● **Record set**:
• • • • •

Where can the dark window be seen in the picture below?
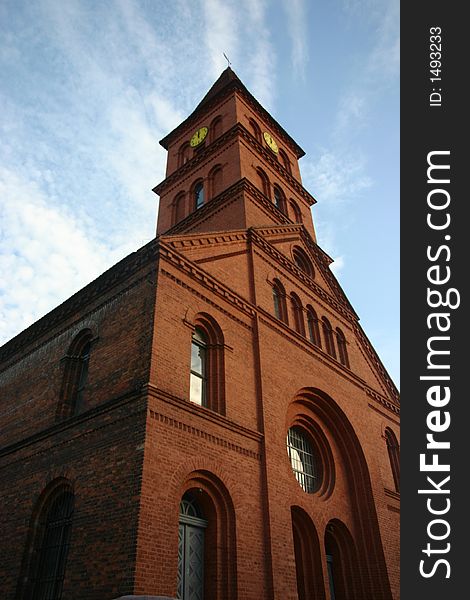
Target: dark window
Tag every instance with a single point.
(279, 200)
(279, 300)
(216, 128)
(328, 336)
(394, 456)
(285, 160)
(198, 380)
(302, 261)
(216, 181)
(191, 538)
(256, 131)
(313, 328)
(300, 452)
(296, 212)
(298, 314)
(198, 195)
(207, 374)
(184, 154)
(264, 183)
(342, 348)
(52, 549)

• • • • •

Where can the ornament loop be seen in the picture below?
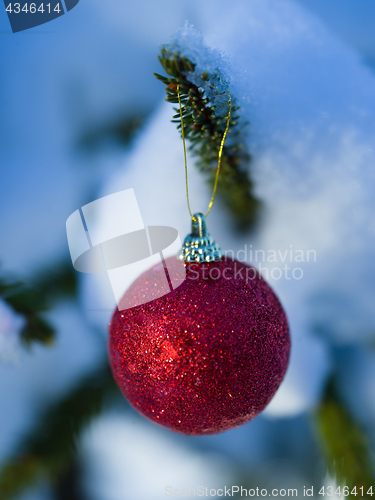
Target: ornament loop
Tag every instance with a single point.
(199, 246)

• • • • •

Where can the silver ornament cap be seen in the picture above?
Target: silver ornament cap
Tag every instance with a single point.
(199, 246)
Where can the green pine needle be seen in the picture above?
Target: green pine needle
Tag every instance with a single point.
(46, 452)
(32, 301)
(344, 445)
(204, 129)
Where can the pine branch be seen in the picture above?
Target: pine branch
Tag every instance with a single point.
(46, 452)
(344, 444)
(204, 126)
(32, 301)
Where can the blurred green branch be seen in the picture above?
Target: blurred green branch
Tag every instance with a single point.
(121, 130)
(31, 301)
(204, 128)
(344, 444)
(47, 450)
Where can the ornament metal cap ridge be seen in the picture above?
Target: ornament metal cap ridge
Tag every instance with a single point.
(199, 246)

• • • • •

● **Action item**: Of the entries listed above, reproduce only the lines starting at the line containing "Where can the green" and ending at the line containing "Target: pine branch". Include both, exactly as they stand.

● **Written response**:
Where can the green pine needle be seen in the picture above?
Target: green pine needle
Tag every instance with a single point.
(46, 452)
(32, 301)
(344, 445)
(204, 129)
Where can the pine branch be seen in the picture above?
Target: pine branch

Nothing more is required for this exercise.